------ Provided text ------
Runtime: Implement portable support for TCP_KEEPCNT, TCP_KEEPIDLE and TCP_KEEPINTVL socket options

Created on 3 Nov 2017  ·  26Comments  ·  Source: dotnet/runtime

Allow for configuring TCP Keepalive in a portable manner.

Rationale

TCP Keepalive is an optional feature of TCP that is implemented in most widely used OSes and the feature can already be enabled in .NET by using SocketOptionName.KeepAlive.
However, it is not possible, as of now, to set the various keepalive options using a standard .NET API.

Most platforms, more than simply allowing TCP keepalive, provide a subset of the following three options:

  • Keepalive Time
  • Keepalive Interval
  • Keepalive Retry Count

Since Windows 2000, it has been possible to set both Keepalive Time and Keepalive Interval by using SIO_KEEPALIVE_VALS with Winsock IOCTL (Exposed via Socket.IOControl and IOControlCode.KeepAliveValues in .NET)
Under Linux, TCP Keepalive can be configured with setsockopt under the SOL_TCP level. The allowed parameters are TCP_KEEPCNT, TCP_KEEPIDLE and TCP_KEEPINTVL.

It seems OSX also has some good support for the feature since OSX Lion, only using slightly different names than Linux:
https://lists.apple.com/archives/macnetworkprog/2012/Jul/msg00005.html

From the docs, since Windows 10 version 1703 and 1709, settings that are code-compatible with Linux and OSX were introduced:
https://msdn.microsoft.com/en-us/library/windows/desktop/ms738596(v=vs.85).aspx

As explained in https://github.com/dotnet/corefx/issues/14237, it is impossible today to configure TCP keepalive on platforms other than Windows, where Socket.IOControl can do the trick.

Proposed API

enum SocketOptionName
{
//…
    #region SocketOptionLevel.Tcp
//…
    // TCP KeepAlive options
    TcpKeepAliveRetryCount = 16, // TCP_KEEPCNT value from Ws2ipdef.h
    TcpKeepAliveTime = 3, // TCP_KEEPIDLE = TCP_KEEPALIVE value from Ws2ipdef.h
    TcpKeepAliveInterval = 17, // TCP_KEEPINTVL value from Ws2ipdef.h
    #endregion
//…
}

Example

void EnableKeepAlive(Socket socket, byte retryCount, int keepAliveTimeInSeconds, int keepAliveIntervalInSeconds)
------ Data for review ------
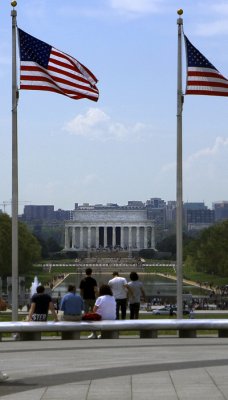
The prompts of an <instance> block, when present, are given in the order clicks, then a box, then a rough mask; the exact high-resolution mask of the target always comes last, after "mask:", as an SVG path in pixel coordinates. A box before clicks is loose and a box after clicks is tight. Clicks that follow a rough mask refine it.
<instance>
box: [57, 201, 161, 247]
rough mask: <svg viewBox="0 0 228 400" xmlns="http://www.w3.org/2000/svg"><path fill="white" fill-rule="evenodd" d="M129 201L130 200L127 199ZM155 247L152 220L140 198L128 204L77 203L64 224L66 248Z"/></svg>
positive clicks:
------
■ **Problems to solve**
(A) Reproduce the stretch of the TCP keepalive proposal from "Most platforms, more" through "TCP_KEEPIDLE and TCP_KEEPINTVL.".
(B) Pick up the TCP keepalive proposal after its last line and keep writing it.

■ **Answers to the problems**
(A)
Most platforms, more than simply allowing TCP keepalive, provide a subset of the following three options:

  • Keepalive Time
  • Keepalive Interval
  • Keepalive Retry Count

Since Windows 2000, it has been possible to set both Keepalive Time and Keepalive Interval by using SIO_KEEPALIVE_VALS with Winsock IOCTL (Exposed via Socket.IOControl and IOControlCode.KeepAliveValues in .NET)
Under Linux, TCP Keepalive can be configured with setsockopt under the SOL_TCP level. The allowed parameters are TCP_KEEPCNT, TCP_KEEPIDLE and TCP_KEEPINTVL.

(B)
{
    socket.SetSocketOption(SocketOptionLevel.Socket, SocketOptionName.KeepAlive, true);
    socket.SetSocketOption(SocketOptionLevel.Tcp, SocketOptionName.TcpKeepAliveRetryCount, (int)retryCount);
    socket.SetSocketOption(SocketOptionLevel.Tcp, SocketOptionName.TcpKeepAliveTime, keepAliveTimeInSeconds);
    socket.SetSocketOption(SocketOptionLevel.Tcp, SocketOptionName.TcpKeepAliveInterval, keepAliveIntervalInSeconds);
}

Details

The PAL for each supported platform would translate the call to Socket.SetSocketOption(SocketOptionLevel.Tcp, SocketOptionName.TcpKeepAlive*, *) into the appropriate call for the platform.

  • On Linux, and OSX ≥ 10.7, .NET enumeration values would be translated to corresponding system values for setsockopt().
  • On Windows 10 version 1709 and newer, the flags would be transferred as-is to the underlying Winsock API, as they already are today.
  • Ideally, TcpKeepAliveTime and TcpKeepAliveInterval would be marshalled to socket.IOControl(IOControlCode.KeepAliveValues, KeepAliveValues, null) for previous versions of windows, while TcpKeepAliveRetryCount would be simply ignored.

⚠️ Beware that commonly used socket option names TCP_KEEPIDLE (or TCP_KEEPALIVE) and TCP_KEEPINTVL are expressed in seconds, while SIO_KEEPALIVE_VALS expresses durations in milliseconds.

Questions

The TCP keepalive feature being optional, it is not required that all platforms support it or provide any specific way of configuring the feature.

  • Should a call to a non supported TCP keepalive option throw an exception ?
  • How should a caller determine if a given option is indeed supported on the current platform ?
  • Should an additional socket property, similar to Socket.LingerState be also added (e.g. KeepAliveState of type KeepAliveOption), in order to group the various options and handle everything at one place ?

    • The feature could be used with something like socket.KeepAliveState = new KeepAliveOption(true, 15, 7200, 1)

    • This would also be more consistent with the way the feature is configured on legacy Windows system.

Hackathon api-approved area-System.Net.Sockets up-for-grabs

Most helpful comment

These 3 options are not in .netstandard 2.1 right now, do you have a plan to add them into netstandard?

  • TcpKeepAliveInterval
  • TcpKeepAliveRetryCount
  • TcpKeepAliveCount

All 26 comments

Sounds like a reasonable proposal to us (@karelz @Priya91 @wfurt) -- @davidsh @DavidGoll any opinions?

BTW: We already have protocol specific options (e.g. IpTimeToLive) on the type: https://apisof.net/catalog/System.Net.Sockets.SocketOptionName.IpTimeToLive

Should we throw an exception if isKeepAliveSupported is false?
To add an exception message is it sufficient to edit the resx file?

OS X version >= 10.7.0 i.e. Darwin kernel version >= 11.0.0:

var isKeepAliveSupported = Environment.OSVersion.Version.Major >= 11

Windows version >= 10.0.1709:

var os = Environment.OSVersion;
var version = Environment.OSVersion.Version;
var isKeepAliveSupported = os.PlatformID == PlatformID.Win32NT && (version.Major > 10 || version.Major == 10 && version.Build >= 16299)

.netcore is supported on OSX 10.12 and above. Even if we don't add explicit check, the socket call should fail and return error.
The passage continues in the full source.